WORK INSTRUCTION: All entries are to be printed again exactly, with their images omitted.

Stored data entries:
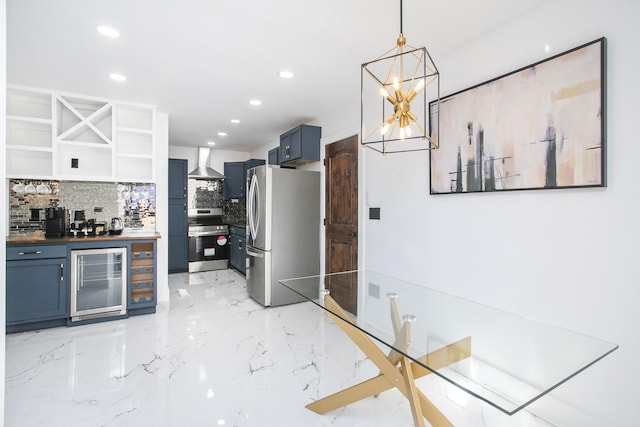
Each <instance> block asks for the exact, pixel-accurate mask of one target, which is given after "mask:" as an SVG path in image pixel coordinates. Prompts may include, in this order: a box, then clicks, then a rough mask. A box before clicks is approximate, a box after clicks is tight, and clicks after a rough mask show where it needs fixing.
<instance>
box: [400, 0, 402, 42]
mask: <svg viewBox="0 0 640 427" xmlns="http://www.w3.org/2000/svg"><path fill="white" fill-rule="evenodd" d="M400 34H402V0H400Z"/></svg>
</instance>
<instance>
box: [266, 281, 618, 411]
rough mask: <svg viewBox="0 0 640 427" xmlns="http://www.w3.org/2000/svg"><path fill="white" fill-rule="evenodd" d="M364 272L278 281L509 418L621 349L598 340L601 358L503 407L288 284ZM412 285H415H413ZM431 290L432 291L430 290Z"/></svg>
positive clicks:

ANSWER TO THIS TASK:
Each <instance> block asks for the exact, pixel-accurate mask of one target, which is given after "mask:" as an SVG path in image pixel coordinates. Prompts may include, in this order: a box, then clicks, then a rough mask. A box before clicks is approximate, a box after clicks is tight, and clicks after a rough mask show where it needs fixing.
<instance>
box: [400, 0, 402, 42]
mask: <svg viewBox="0 0 640 427" xmlns="http://www.w3.org/2000/svg"><path fill="white" fill-rule="evenodd" d="M400 34H402V0H400Z"/></svg>
</instance>
<instance>
box: [266, 281, 618, 411]
rough mask: <svg viewBox="0 0 640 427" xmlns="http://www.w3.org/2000/svg"><path fill="white" fill-rule="evenodd" d="M364 272L278 281L509 418L621 349L598 340L601 358L503 407L288 284ZM412 285H415H413ZM431 290L432 291L430 290Z"/></svg>
positive clicks:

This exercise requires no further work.